== TEXTE EXTRAIT ==
§ §
A travers les crêtes siennoises autour de l’abbaye de Monte Oliveto di Maggiore. © Béatrice Petit
Le sac à dos du quotidien délesté, douze pèlerins ont choisi de se laisser enseigner par « le petit pauvre d’Assise » sur le chemin qui mène de Vézelay au berceau du franciscanisme. Chaque année depuis 2011, ces derniers avancent « pedibus cum jambis ». Ils ne sont plus qu’à quelques jours de marche de l’arrivée!
Arrivés aux portes de la Toscane, pour éviter les dénivelés raides des Alpes apuanes, nous optons pour une variante du chemin d’Assise, qui emprunte partiellement la Via Francigena dans sa plus belle partie, truffée de cités d’art et de paysages chantés par les peintres. Un grand itinéraire de pèlerinage décrit par l’archevêque Sigeric de Canterbury, qui l’emprunta en 990 pour rencontrer le pape à Rome.
« Il y a du sublime à marcher, incognito, inutile, sans agenda… La chance de vivre un chemin de lumière qui s’éteint à chaque pas pour renaître au suivant… le marcheur est un transfiguré », écrit André Weill dans de magnifiques pensées sur le chemin d’Assise, qui nourrissent notre méditation d’envoi. Sans doute est-ce pour cette raison que Caroline, fidèle pèlerine, renouvelle l’expérience en confiant s’être sentie comme au matin de Pâques, lors de sa dernière expérience.
§ §
Entrées brutes
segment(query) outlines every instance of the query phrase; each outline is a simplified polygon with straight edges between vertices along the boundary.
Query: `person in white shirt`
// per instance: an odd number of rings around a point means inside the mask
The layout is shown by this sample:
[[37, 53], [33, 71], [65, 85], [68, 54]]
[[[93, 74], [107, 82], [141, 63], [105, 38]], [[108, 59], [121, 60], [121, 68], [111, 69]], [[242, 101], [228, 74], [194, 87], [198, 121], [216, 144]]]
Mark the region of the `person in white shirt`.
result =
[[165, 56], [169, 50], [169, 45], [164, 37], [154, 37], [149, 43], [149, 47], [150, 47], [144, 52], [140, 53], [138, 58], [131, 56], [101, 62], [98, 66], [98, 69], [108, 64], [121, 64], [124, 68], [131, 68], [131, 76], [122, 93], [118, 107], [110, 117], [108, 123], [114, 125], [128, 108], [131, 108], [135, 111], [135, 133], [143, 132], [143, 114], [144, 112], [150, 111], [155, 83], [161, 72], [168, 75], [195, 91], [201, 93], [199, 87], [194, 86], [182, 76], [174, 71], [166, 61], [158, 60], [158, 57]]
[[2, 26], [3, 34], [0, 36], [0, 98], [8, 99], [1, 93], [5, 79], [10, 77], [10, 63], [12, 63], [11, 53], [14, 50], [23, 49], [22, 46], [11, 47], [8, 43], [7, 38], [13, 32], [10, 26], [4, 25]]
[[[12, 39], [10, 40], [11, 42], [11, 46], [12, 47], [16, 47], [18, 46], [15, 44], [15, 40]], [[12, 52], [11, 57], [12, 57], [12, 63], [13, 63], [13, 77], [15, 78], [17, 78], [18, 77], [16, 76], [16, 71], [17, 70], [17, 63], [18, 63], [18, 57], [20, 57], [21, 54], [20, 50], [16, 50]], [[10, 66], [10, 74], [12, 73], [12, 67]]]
§ §
== À FAIRE ==
A. Recopiez fidèlement le passage du récit de pèlerinage qui s'ouvre sur les mots « Arrivés aux portes » et se clôt sur « sa dernière expérience. ».
B. Selon le récit de pèlerinage, en quelle année l'archevêque Sigeric de Canterbury a-t-il emprunté l'itinéraire de la Via Francigena ?

== CORRIGÉS ==
A.
Arrivés aux portes de la Toscane, pour éviter les dénivelés raides des Alpes apuanes, nous optons pour une variante du chemin d’Assise, qui emprunte partiellement la Via Francigena dans sa plus belle partie, truffée de cités d’art et de paysages chantés par les peintres. Un grand itinéraire de pèlerinage décrit par l’archevêque Sigeric de Canterbury, qui l’emprunta en 990 pour rencontrer le pape à Rome.
« Il y a du sublime à marcher, incognito, inutile, sans agenda… La chance de vivre un chemin de lumière qui s’éteint à chaque pas pour renaître au suivant… le marcheur est un transfiguré », écrit André Weill dans de magnifiques pensées sur le chemin d’Assise, qui nourrissent notre méditation d’envoi. Sans doute est-ce pour cette raison que Caroline, fidèle pèlerine, renouvelle l’expérience en confiant s’être sentie comme au matin de Pâques, lors de sa dernière expérience.

B. En 990.